= Estratto =
Uno sguardo alla psicologia del perdono
Saper dire: «Ti perdono» è il traguardo finale di un percorso fatto di piccoli successi e sofferenza. La «purificazione» del passato, con la conseguente liberazione dalla rabbia e dal risentimento è il premio finale che spetta a chi, nell’oggi, sceglie questa via per gestire i suoi conflitti, verso una vera e matura riconciliazione.
«Noi siamo tutti impastati di debolezze e di errori: perdonarci reciprocamente le nostre balordaggini è la prima legge di natura».
(Voltaire)
«Il perdono è l’oamento dei forti».
(Mahatma Gandhi)
«Perdonare e dimenticare vuol dire gettare dalla finestra una preziosa esperienza già fatta».
(Schopenhauer)
«Non c’è pace senza giustizia; non c’è giustizia senza perdono».
(Giovanni Paolo II)
Sono molti i pensatori e i filosofi che nel corso dei secoli hanno fatto affermazioni sul perdono. Di fronte a comportamenti aggressivi di cui le cronache ci foiscono sempre più numerosi esempi sembrerebbe che questo termine sia obsoleto e ormai fuori moda.
Eppure l’esperienza della «rottura» è propria di ciascuno di noi: se le grandi atrocità ci pongono spesso in atteggiamento da spettatori, le sottili rivincite, le piccole vendette e le disattenzioni non casuali sono all’ordine del giorno nel nostro interagire quotidiano.
Possiamo imbatterci in un percorso di progressive incomprensioni che ingenera in noi un malessere diffuso, oppure essere oggetto di un attacco diretto da parte di qualcuno: il risultato è sempre una rottura che si genera al nostro interno, una ferita che provoca sofferenza. Il rapporto con l’altro è disturbato, interrotto, bloccato; la pace è perduta.
Da alcuni anni ho iniziato ad indagare se la parola «perdono» fosse da leggersi esclusivamente in chiave religiosa, oppure se appartenesse anche all’ambito della psicologia. La ricerca che ne è scaturita mi ha portato a scoperte interessanti sull’argomento.
Il perdono può essere definito come quel percorso che permette a chi è stato vittima di una violenza di non mantenere aperta la ferita ricevuta, ma di recuperare la fiducia nel valore della relazione con l’altro che l’offesa aveva distrutto.
Si parla di percorso in quanto è un processo di cambiamento che richiede un processo di riconversione che può durare a lungo nel tempo. Solo il tempo infatti può modulare il suo passaggio da un puro atto di volontà al coinvolgimento della emotività e di un modo nuovo di comportarci con noi stessi e con gli altri. Non va dimenticato che in una visione globale dell’uomo le sue componenti fisica, cognitiva, emotiva, comportamentale e trascendente influiscono tutte sul suo equilibrio di vita: se c’è da operare una ristrutturazione, essa sarà duratura solo se investe e coinvolge tutti questi aspetti.

= Le tue istruzioni =
Per favore, spiega in una-tre frasi perché il testo sul perdono definisce il perdono un percorso. I record costituiscono un materiale a parte, distinto dal testo sul perdono.

= Contenuto del dataset =
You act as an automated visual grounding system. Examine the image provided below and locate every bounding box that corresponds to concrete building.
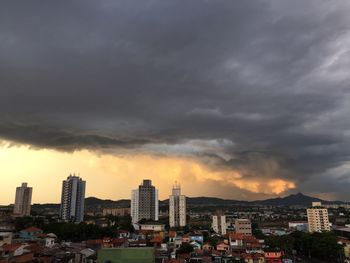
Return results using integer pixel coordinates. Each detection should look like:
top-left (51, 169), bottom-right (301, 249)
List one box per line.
top-left (102, 207), bottom-right (130, 216)
top-left (13, 183), bottom-right (33, 216)
top-left (307, 202), bottom-right (331, 232)
top-left (131, 180), bottom-right (159, 223)
top-left (169, 183), bottom-right (186, 227)
top-left (235, 219), bottom-right (252, 236)
top-left (60, 175), bottom-right (86, 222)
top-left (212, 214), bottom-right (227, 235)
top-left (288, 221), bottom-right (309, 232)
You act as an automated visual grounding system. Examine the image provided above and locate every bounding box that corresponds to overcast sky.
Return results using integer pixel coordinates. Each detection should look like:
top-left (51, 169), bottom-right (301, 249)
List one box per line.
top-left (0, 0), bottom-right (350, 200)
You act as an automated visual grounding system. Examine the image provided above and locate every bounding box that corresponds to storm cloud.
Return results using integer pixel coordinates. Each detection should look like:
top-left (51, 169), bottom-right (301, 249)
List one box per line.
top-left (0, 0), bottom-right (350, 199)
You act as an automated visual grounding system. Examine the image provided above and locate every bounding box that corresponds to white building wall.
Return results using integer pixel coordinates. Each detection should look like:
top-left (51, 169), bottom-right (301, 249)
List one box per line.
top-left (131, 189), bottom-right (139, 223)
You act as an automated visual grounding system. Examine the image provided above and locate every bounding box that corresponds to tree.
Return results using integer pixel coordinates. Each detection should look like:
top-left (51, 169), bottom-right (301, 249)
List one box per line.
top-left (176, 243), bottom-right (193, 254)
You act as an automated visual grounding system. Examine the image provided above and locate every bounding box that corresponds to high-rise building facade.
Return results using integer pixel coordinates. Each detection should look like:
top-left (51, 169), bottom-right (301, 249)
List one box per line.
top-left (60, 175), bottom-right (86, 222)
top-left (212, 214), bottom-right (227, 235)
top-left (235, 219), bottom-right (252, 236)
top-left (307, 202), bottom-right (331, 232)
top-left (131, 180), bottom-right (159, 223)
top-left (169, 183), bottom-right (186, 227)
top-left (13, 183), bottom-right (33, 216)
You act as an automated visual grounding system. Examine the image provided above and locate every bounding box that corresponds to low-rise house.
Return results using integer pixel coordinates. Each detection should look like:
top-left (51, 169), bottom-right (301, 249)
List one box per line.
top-left (228, 233), bottom-right (244, 249)
top-left (117, 230), bottom-right (130, 238)
top-left (169, 231), bottom-right (177, 243)
top-left (288, 221), bottom-right (309, 232)
top-left (137, 222), bottom-right (165, 231)
top-left (203, 242), bottom-right (213, 251)
top-left (182, 234), bottom-right (191, 243)
top-left (19, 227), bottom-right (43, 240)
top-left (189, 233), bottom-right (204, 244)
top-left (174, 236), bottom-right (182, 248)
top-left (216, 242), bottom-right (230, 251)
top-left (241, 253), bottom-right (265, 263)
top-left (264, 250), bottom-right (282, 263)
top-left (0, 232), bottom-right (13, 246)
top-left (190, 241), bottom-right (202, 249)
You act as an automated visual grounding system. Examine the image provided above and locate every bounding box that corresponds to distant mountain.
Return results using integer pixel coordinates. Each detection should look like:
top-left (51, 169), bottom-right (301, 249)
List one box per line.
top-left (251, 193), bottom-right (345, 206)
top-left (32, 193), bottom-right (345, 214)
top-left (251, 193), bottom-right (322, 206)
top-left (85, 197), bottom-right (130, 207)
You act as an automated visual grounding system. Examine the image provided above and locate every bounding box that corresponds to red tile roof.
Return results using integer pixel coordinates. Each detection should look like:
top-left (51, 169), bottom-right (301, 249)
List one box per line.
top-left (0, 244), bottom-right (22, 252)
top-left (22, 227), bottom-right (42, 233)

= Esercizio svolto =
Il perdono è definito un percorso perché è un processo di cambiamento che richiede una riconversione e può durare a lungo nel tempo. Solo il tempo, infatti, può farlo passare da un puro atto di volontà al coinvolgimento dell'emotività e a un modo nuovo di comportarsi con sé stessi e con gli altri.